* START Supplied material *

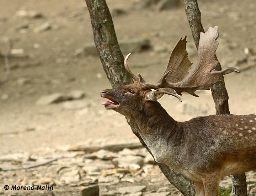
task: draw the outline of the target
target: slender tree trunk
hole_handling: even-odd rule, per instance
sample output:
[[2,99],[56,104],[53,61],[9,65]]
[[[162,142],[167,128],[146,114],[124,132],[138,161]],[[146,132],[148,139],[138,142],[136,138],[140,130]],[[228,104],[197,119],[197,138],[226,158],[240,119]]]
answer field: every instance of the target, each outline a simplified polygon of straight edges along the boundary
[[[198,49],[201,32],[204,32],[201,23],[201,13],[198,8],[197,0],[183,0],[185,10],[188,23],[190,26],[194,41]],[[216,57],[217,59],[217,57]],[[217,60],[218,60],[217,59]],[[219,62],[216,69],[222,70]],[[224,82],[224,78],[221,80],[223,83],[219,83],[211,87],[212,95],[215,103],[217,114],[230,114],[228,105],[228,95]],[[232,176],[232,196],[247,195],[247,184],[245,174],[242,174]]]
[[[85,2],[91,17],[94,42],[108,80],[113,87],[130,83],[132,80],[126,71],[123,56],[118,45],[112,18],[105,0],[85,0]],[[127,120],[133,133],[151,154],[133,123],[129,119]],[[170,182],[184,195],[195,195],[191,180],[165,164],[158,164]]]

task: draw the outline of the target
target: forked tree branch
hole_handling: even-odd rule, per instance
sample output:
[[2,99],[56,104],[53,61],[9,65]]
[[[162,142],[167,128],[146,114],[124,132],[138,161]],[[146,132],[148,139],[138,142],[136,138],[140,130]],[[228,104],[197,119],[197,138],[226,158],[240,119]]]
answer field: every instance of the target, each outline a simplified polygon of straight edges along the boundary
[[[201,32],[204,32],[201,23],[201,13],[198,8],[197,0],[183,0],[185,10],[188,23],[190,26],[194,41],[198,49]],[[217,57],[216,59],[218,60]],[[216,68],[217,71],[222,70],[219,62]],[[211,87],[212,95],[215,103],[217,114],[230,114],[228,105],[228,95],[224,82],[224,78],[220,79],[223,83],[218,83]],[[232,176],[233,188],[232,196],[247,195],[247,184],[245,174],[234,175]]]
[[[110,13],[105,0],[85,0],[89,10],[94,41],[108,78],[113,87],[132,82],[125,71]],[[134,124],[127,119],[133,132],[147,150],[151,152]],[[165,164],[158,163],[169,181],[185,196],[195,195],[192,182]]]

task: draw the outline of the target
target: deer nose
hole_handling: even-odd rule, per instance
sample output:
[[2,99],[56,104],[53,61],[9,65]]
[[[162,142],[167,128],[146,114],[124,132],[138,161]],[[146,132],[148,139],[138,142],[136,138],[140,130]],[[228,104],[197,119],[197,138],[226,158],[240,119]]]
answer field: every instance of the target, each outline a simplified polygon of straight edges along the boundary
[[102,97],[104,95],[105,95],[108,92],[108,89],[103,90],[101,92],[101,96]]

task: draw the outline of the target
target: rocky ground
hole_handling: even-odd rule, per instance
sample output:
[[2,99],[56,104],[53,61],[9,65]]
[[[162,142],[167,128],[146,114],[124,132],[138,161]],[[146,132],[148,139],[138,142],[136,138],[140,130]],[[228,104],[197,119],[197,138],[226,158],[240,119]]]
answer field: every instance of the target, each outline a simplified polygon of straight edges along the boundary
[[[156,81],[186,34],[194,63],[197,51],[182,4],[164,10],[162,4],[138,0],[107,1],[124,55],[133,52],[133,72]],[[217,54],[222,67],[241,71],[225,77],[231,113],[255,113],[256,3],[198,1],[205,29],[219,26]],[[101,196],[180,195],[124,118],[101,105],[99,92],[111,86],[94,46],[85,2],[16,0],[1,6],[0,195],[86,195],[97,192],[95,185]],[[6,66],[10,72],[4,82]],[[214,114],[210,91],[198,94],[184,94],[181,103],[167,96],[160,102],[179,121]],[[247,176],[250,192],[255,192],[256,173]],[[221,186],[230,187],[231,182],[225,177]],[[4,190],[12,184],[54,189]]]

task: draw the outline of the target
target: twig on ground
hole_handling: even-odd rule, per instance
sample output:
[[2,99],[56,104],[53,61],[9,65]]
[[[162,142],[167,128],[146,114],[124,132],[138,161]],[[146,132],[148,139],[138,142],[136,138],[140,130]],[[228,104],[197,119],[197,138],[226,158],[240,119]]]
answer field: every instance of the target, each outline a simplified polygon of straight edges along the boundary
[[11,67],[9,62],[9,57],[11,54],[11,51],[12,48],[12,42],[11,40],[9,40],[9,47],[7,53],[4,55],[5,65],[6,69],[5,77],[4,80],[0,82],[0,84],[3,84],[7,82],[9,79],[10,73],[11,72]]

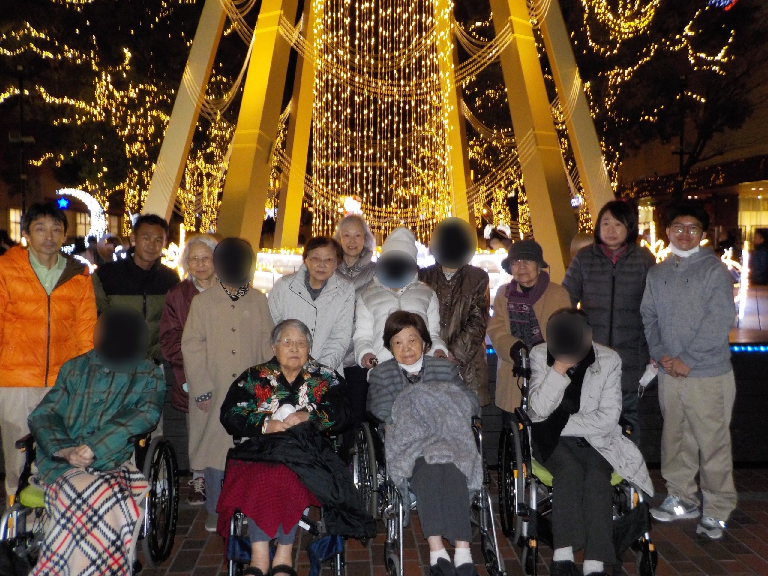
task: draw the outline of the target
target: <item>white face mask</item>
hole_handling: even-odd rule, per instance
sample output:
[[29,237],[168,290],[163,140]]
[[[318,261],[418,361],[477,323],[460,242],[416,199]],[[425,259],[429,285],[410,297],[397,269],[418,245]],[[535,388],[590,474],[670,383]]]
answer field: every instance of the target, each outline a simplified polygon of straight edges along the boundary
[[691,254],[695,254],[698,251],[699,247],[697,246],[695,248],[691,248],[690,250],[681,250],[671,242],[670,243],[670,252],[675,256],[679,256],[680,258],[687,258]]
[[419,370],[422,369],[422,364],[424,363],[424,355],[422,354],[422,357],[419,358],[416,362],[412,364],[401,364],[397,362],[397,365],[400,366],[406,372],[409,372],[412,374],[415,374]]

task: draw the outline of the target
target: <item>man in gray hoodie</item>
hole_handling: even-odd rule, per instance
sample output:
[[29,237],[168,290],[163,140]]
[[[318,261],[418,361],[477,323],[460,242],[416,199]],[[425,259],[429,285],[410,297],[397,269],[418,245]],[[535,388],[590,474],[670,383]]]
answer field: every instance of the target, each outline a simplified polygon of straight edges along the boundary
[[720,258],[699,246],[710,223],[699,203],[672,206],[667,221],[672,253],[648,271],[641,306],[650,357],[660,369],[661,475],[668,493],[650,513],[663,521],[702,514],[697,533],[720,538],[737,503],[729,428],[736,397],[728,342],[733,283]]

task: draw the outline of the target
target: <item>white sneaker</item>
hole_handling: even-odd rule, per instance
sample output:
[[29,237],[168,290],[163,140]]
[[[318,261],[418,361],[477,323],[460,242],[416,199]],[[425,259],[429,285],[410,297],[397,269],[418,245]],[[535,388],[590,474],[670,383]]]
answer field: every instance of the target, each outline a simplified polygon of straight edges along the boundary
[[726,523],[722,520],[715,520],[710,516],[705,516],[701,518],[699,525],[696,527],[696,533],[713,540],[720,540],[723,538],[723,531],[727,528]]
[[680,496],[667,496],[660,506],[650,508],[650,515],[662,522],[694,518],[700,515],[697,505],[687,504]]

* END Supplied material *

> [What is asked]:
How many lines in the entries above contain the word "tree"? Reply with the number alone.

> [Output of the exercise]:
2